TASK DESCRIPTION
Please copy the listing starting at the line containing "Would you mind annotating the white circle" and ending at the line containing "(1234, 342)", requests included, and rescale every x and y coordinate in the answers by a factor of 2.4, rounding each to a whole number with halves going up.

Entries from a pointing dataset
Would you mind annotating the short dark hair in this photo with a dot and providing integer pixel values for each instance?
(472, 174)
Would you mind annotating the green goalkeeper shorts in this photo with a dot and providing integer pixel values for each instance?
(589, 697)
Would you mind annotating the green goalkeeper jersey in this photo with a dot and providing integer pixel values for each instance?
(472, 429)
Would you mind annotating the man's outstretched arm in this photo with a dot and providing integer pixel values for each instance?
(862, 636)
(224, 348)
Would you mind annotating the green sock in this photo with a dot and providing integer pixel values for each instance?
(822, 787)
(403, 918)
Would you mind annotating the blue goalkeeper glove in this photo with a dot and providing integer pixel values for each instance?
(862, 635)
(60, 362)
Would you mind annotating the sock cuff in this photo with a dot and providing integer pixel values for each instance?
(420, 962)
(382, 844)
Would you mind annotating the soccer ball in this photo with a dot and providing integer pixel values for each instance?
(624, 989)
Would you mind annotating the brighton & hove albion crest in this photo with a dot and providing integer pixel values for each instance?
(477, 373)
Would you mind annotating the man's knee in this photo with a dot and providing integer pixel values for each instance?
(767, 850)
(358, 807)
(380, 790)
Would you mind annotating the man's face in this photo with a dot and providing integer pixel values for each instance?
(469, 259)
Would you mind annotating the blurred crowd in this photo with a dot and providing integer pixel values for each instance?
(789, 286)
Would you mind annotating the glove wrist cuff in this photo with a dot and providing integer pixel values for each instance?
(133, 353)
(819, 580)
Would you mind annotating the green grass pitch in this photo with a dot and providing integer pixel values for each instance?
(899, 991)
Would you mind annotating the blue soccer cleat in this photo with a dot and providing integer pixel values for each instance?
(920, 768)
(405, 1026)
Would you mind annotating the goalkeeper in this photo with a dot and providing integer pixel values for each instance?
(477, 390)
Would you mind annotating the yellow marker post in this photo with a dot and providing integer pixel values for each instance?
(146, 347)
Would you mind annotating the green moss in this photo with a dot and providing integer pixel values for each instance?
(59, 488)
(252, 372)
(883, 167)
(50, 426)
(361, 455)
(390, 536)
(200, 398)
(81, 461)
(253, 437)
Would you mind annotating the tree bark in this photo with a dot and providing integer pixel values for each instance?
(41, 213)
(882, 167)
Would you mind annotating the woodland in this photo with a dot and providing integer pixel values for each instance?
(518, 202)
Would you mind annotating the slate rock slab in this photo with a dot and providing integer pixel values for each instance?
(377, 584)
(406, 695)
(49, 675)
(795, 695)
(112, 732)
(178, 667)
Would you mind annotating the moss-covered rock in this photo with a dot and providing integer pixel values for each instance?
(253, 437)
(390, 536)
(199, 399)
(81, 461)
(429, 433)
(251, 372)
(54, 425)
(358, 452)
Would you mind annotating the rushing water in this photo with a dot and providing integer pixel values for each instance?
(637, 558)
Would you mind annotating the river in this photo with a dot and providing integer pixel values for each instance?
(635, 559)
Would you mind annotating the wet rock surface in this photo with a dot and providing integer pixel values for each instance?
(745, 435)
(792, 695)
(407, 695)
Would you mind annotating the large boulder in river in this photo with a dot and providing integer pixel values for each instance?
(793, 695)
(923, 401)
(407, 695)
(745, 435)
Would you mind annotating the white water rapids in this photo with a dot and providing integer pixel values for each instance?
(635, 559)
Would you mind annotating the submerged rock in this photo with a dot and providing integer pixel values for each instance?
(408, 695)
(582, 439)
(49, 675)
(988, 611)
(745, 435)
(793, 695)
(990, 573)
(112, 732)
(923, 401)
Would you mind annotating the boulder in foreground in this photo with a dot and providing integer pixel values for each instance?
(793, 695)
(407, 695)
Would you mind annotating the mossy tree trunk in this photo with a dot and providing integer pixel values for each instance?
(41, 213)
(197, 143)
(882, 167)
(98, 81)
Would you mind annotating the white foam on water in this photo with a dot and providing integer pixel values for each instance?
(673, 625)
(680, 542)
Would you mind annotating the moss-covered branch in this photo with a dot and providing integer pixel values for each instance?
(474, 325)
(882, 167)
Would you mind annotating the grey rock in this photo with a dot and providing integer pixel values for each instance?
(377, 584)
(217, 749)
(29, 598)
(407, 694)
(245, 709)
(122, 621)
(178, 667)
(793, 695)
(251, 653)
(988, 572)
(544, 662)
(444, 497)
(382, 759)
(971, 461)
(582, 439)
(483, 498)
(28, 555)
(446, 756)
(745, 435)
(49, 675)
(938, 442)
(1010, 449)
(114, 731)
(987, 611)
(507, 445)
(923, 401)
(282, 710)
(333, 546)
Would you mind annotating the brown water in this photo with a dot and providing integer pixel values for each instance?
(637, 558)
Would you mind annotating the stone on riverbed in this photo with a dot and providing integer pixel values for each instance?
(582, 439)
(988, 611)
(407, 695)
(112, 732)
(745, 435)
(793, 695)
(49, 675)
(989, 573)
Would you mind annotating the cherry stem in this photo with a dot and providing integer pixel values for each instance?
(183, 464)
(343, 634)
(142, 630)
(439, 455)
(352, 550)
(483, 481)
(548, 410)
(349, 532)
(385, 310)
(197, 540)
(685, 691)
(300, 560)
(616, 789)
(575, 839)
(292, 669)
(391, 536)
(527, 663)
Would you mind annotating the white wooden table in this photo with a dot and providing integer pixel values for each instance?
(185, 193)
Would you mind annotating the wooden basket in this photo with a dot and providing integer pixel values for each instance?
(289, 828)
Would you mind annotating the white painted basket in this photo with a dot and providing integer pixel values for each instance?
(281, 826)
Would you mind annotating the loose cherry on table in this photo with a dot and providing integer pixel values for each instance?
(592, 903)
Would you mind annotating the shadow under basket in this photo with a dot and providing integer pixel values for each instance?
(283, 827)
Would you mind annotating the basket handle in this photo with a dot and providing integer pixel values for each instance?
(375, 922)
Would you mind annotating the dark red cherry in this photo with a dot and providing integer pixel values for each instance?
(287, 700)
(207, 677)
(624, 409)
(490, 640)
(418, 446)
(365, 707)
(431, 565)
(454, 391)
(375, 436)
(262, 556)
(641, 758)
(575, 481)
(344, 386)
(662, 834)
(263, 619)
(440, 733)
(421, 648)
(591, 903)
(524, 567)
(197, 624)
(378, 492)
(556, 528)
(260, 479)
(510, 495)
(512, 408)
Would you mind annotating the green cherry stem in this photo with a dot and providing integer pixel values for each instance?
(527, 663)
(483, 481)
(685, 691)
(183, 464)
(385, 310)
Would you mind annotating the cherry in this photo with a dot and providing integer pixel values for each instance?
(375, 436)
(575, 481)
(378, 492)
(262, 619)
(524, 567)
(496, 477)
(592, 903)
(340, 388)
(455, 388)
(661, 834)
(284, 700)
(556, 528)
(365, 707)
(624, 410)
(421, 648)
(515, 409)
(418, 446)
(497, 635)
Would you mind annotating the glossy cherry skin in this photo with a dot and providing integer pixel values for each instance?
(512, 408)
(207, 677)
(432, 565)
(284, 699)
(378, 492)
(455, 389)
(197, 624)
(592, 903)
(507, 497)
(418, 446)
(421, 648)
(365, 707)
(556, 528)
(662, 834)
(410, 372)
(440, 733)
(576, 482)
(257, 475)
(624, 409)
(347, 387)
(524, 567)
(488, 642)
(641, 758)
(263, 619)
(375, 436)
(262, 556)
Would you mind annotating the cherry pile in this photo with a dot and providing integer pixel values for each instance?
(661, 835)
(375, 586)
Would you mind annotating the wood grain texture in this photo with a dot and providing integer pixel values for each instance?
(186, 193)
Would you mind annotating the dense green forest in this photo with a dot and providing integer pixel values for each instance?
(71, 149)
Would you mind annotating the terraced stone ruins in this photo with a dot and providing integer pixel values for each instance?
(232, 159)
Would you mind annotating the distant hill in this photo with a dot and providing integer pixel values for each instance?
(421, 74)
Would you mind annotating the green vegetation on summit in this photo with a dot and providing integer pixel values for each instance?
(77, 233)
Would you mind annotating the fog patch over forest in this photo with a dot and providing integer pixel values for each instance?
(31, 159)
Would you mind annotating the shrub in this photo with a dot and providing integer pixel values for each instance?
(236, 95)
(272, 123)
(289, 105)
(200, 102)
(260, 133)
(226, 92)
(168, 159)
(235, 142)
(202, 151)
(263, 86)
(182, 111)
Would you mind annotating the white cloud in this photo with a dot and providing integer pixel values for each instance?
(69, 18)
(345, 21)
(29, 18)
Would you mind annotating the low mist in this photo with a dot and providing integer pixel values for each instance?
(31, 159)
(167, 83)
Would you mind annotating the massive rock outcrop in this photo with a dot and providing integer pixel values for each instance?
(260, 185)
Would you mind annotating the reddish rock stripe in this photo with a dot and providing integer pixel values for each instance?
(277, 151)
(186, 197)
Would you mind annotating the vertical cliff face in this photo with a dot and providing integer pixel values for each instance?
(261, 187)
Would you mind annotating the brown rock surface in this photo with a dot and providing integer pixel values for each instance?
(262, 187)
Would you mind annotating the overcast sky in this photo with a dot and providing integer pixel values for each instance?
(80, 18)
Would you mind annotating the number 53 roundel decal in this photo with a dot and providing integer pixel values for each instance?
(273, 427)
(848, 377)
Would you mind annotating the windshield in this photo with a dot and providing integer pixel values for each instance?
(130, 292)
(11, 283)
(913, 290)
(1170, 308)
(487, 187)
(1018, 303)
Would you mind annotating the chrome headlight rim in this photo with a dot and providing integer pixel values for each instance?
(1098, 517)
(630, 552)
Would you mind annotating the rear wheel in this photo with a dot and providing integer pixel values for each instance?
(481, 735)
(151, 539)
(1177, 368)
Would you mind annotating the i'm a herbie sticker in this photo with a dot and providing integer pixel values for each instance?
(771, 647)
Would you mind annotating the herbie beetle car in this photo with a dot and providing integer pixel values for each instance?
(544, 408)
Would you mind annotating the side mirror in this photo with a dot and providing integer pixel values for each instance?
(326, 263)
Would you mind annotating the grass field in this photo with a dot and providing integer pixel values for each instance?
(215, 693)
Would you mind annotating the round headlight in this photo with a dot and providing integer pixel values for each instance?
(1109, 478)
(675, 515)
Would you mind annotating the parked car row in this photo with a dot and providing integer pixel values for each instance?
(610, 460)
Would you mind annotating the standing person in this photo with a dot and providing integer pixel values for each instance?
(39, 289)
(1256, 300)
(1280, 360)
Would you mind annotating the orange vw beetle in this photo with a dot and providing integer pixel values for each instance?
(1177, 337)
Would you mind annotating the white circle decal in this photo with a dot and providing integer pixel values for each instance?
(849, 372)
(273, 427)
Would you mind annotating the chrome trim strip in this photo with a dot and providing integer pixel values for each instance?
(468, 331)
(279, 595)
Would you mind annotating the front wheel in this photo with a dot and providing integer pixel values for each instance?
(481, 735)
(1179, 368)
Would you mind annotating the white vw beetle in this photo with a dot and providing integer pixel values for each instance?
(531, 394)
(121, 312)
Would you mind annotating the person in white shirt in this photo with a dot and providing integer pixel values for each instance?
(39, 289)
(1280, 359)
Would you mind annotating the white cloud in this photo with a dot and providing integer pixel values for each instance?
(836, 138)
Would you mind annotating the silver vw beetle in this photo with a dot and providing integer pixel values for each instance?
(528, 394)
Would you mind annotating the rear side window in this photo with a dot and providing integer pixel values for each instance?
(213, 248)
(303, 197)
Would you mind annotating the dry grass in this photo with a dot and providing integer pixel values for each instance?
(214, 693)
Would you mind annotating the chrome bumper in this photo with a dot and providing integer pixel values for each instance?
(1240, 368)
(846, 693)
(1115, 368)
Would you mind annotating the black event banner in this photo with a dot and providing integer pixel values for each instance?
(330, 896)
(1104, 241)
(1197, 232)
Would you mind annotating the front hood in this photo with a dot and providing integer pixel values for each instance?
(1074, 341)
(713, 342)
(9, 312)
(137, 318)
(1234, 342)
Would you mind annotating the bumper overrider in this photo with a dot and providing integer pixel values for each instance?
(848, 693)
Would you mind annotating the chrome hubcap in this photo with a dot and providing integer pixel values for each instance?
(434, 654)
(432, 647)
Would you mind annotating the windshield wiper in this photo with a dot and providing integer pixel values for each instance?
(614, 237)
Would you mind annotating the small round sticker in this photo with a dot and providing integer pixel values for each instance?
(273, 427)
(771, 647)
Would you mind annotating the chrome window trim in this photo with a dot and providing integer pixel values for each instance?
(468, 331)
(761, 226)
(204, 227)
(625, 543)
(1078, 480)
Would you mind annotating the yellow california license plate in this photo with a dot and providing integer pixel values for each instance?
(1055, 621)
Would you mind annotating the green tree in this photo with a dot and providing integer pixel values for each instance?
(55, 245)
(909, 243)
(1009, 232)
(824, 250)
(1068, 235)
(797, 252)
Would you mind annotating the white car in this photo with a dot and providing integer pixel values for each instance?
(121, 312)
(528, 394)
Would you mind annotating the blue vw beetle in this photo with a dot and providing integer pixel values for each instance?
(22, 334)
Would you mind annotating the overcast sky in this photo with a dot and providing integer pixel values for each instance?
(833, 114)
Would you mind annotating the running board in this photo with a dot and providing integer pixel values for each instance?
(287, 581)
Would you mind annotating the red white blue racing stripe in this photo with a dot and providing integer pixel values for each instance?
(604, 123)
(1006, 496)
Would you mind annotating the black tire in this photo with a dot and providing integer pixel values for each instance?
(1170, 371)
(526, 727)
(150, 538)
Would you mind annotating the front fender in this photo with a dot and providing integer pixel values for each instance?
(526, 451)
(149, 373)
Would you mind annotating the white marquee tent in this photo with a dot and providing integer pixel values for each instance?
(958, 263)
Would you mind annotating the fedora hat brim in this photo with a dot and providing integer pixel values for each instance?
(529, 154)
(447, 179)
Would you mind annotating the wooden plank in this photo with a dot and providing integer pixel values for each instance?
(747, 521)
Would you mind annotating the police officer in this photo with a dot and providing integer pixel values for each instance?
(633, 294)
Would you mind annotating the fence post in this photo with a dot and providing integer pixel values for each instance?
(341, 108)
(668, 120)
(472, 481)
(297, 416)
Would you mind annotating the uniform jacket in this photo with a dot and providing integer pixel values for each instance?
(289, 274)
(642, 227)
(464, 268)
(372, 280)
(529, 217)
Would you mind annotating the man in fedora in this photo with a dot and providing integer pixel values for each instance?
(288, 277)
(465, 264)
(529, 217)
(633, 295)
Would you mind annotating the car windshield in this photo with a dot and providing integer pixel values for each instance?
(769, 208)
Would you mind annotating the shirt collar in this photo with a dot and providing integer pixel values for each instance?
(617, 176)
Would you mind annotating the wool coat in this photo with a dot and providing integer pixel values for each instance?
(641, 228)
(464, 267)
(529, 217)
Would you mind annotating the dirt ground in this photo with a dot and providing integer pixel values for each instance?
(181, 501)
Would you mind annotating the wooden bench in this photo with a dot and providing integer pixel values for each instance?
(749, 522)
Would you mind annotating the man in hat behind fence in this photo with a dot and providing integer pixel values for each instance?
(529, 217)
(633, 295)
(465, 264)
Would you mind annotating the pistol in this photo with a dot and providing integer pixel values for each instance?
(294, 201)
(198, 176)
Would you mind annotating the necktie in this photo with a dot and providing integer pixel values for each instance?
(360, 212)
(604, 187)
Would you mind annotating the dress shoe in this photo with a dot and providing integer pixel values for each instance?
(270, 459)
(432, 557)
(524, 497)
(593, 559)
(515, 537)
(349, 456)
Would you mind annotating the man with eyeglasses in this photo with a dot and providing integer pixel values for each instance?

SOLUTION
Would you mind annotating the white circle decal in this photo with a dot and providing integer pixel values for each instance?
(2038, 893)
(655, 1025)
Would you mind annotating the chrome trim strip in this photo with a dot and providing integer pixel values for each instance?
(1123, 794)
(670, 1428)
Would you mind annotating the front wheel in this photo with a dot and providing integer pixel values for each instance?
(1154, 1764)
(2830, 883)
Would you mind annotating the white vw beetle in this photo with a dot and providing integer pixel values for each instance?
(1274, 946)
(290, 749)
Would you mind annotating the person in white shirt in this photo with a dot and providing integer pixel values for each instance?
(94, 694)
(3072, 862)
Would you mind annotating the white cloud in this photo with a dot and providing integer pixel values for each instance?
(2006, 331)
Would you mind annotating the silver vw beetle in this photo with a dot and providing integer pixel values for each instance?
(1267, 946)
Would you mind annotating the rear side window in this photo with a dot and providing integer pixel values for each instance?
(511, 595)
(727, 473)
Would you mind annotating the dry grass in this photo with a dot and providing integer pixel values for each instance?
(514, 1663)
Would you mind annotating the chrome bumper in this photo with a dot and providing integer pixel values for each instance?
(2976, 883)
(2030, 1663)
(2676, 883)
Would you mind annotating the black event banner in this photo with a dot and providing integer pixel values for each instance?
(792, 2150)
(2650, 578)
(2873, 557)
Would you mind annotating the front hood in this photo with a dot and providing integer pixel values for each instance?
(2578, 818)
(1711, 821)
(22, 749)
(329, 763)
(2962, 821)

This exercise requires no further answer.